(DATA SHOWN)

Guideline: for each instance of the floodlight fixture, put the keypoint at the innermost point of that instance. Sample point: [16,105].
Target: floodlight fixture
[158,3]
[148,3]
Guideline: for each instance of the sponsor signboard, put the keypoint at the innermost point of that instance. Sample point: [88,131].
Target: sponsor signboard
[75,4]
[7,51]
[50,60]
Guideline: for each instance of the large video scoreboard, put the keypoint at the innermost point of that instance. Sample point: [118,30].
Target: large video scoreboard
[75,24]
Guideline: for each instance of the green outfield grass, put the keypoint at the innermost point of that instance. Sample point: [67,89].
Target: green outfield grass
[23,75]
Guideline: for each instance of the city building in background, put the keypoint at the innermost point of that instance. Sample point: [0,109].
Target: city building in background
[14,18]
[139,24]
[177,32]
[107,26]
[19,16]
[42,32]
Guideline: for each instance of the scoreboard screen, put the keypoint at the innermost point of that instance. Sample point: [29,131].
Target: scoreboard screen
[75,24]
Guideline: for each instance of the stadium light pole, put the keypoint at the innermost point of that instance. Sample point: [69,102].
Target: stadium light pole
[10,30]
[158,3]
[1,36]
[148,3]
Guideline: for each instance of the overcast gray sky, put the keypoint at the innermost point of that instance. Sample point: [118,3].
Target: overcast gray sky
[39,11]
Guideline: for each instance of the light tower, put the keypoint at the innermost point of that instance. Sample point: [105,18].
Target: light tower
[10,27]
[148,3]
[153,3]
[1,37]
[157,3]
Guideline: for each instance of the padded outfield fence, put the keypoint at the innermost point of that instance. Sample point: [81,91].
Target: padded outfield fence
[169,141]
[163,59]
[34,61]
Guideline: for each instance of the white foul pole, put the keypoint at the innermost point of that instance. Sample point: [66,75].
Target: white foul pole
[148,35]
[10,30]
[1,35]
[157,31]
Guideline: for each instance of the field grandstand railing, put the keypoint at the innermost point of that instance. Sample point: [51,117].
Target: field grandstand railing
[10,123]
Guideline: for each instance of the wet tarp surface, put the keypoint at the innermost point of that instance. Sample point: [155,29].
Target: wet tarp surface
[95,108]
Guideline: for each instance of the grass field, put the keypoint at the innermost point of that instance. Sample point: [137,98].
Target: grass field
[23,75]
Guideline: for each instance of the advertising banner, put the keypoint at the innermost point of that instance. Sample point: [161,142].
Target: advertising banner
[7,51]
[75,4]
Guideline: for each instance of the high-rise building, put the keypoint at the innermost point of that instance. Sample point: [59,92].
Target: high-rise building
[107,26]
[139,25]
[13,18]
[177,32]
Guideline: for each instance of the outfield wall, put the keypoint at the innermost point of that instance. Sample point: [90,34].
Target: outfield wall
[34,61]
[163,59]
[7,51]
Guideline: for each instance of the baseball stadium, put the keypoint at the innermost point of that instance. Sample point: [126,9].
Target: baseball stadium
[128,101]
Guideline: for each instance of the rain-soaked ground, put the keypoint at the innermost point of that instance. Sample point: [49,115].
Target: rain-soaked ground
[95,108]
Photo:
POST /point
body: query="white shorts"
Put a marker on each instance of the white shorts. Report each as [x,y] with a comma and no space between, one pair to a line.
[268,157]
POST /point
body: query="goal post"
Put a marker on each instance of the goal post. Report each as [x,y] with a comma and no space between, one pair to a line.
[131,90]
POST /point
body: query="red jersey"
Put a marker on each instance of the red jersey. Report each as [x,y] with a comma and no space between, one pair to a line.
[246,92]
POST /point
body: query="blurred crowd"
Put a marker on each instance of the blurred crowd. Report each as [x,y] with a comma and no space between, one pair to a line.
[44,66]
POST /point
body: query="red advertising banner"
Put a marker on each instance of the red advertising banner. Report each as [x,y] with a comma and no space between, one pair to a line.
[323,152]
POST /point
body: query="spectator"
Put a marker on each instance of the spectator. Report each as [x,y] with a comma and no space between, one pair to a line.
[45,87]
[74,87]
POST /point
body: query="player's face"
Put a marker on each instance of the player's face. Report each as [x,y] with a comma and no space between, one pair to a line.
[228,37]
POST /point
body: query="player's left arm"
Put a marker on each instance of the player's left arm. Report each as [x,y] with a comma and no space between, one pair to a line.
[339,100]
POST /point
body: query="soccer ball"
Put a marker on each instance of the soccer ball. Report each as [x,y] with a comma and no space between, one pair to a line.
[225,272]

(End DATA SHOWN)

Repeat the listing above exactly, every line of it.

## SOLUTION FOR THIS PROBLEM:
Guideline: for each instance of the floodlight fixture, put the keypoint at the innermost point of that instance. Sample point: [16,105].
Target: floodlight fixture
[158,3]
[148,3]
Guideline: for each instance of the sponsor signboard, put the keypoint at the innermost point of that instance. Sample point: [88,131].
Target: sponsor signboard
[75,4]
[7,51]
[50,60]
Guideline: for each instance of the large video scoreboard, put the keypoint at the innermost point of that instance. Sample point: [118,30].
Target: large video scoreboard
[75,24]
Guideline: for each instance of the green outfield grass, put the keypoint at the innermost point of that instance. Sample point: [67,89].
Target: green outfield grass
[23,75]
Guideline: for each instance of the city building in background, put the keypoint at the innermost point of that instance. Sample point: [0,109].
Target: city building in background
[14,18]
[139,24]
[177,32]
[107,26]
[19,16]
[42,32]
Guideline: for each instance of the scoreboard screen, put the keypoint at the innermost point of that instance. Sample point: [29,131].
Target: scoreboard screen
[75,24]
Guideline: for each instance of the stadium light pole, put the keypoint at the innermost point of that instance. Sample point: [69,102].
Target: stadium light pole
[10,30]
[158,3]
[1,36]
[148,3]
Guideline: for each instance of the overcast gray sky, put the keypoint at the innermost point of that instance. Sample point: [118,3].
Target: overcast gray sky
[39,11]
Guideline: for each instance of the light tower, put the keypoint at the innermost point of that instance. Sample point: [105,18].
Target: light tower
[10,27]
[148,3]
[153,3]
[1,37]
[157,3]
Guideline: for each instance of the padded outfield fence, put the keypoint at the innermost point of that instance. Sample point: [81,91].
Target: padded outfield fence
[169,141]
[163,59]
[34,61]
Guideline: for each instance of the white foul pole, put the keypoint at the innermost point of that instance. Sample point: [66,75].
Target: white foul pole
[148,35]
[10,30]
[1,35]
[157,31]
Guideline: for each instance of the field grandstand railing, put the keypoint at the innermost point of that instance. Sample point: [51,117].
Target: field grandstand railing
[10,123]
Guideline: for each instance of the wet tarp surface, put the keypoint at the innermost point of that instance. Sample point: [155,29].
Target: wet tarp surface
[95,108]
Guideline: for each instance of the grass field, put the keypoint at the innermost point of that instance. Sample point: [137,98].
Target: grass field
[23,75]
Guideline: for each instance of the advertising banner, put the keypoint at the innermost point of that instance. Sample point: [161,142].
Target: advertising banner
[7,51]
[75,4]
Guideline: for each instance of the high-rise building, put the keypoint at the innermost point of that instance. Sample point: [59,92].
Target: high-rise building
[107,26]
[139,25]
[13,18]
[177,32]
Guideline: for each instance of the outfield wall, put the keypoint at the innermost point of that instance. Sample point: [90,34].
Target: outfield wall
[34,61]
[163,59]
[7,51]
Guideline: for each instance of the baseball stadium, put the keypoint at the innermost point of that instance. Sample point: [126,9].
Target: baseball stadium
[128,101]
Guideline: for each instance of the rain-soaked ground, put the keypoint at the innermost point of that instance. Sample point: [49,115].
Target: rain-soaked ground
[95,108]
Photo:
POST /point
body: query="white shorts"
Put a marker on each instance of the white shorts. Report each as [x,y] with a comma and no space between, one pair to a line.
[268,157]
POST /point
body: query="goal post"
Put a marker on each instance of the goal post. Report each as [x,y] with a comma and no space between, one pair to a line.
[131,90]
POST /point
body: query="red jersey"
Put a marker on each instance of the red jersey. Report each as [x,y] with a comma and no space between, one pair to a line.
[246,92]
POST /point
body: query="blurred crowd"
Put a marker on each instance of the blurred crowd. Report each as [x,y] with a comma and no space between, one pair to a line.
[44,66]
POST /point
body: query="red advertising banner"
Put a marker on each instance of the red advertising banner. Report each as [x,y] with a comma and no space between, one pair to a line.
[323,152]
POST /point
body: query="spectator"
Put a marker on each instance of the spectator. Report each as [x,y] with a comma and no space between, one pair to a line.
[45,87]
[74,87]
POST /point
body: query="player's face"
Put a marker on each instance of the player's face. Report each as [x,y] with a comma and no space between, one pair to a line.
[228,37]
POST /point
body: query="player's left arm"
Put a marker on each instance of the player's left arm. Report each as [x,y] with a comma and no space between, one pair to a line.
[339,100]
POST /point
body: query="soccer ball"
Put a marker on each instance of the soccer ball. Report each as [x,y] with a comma and no space between, one pair to a line.
[225,272]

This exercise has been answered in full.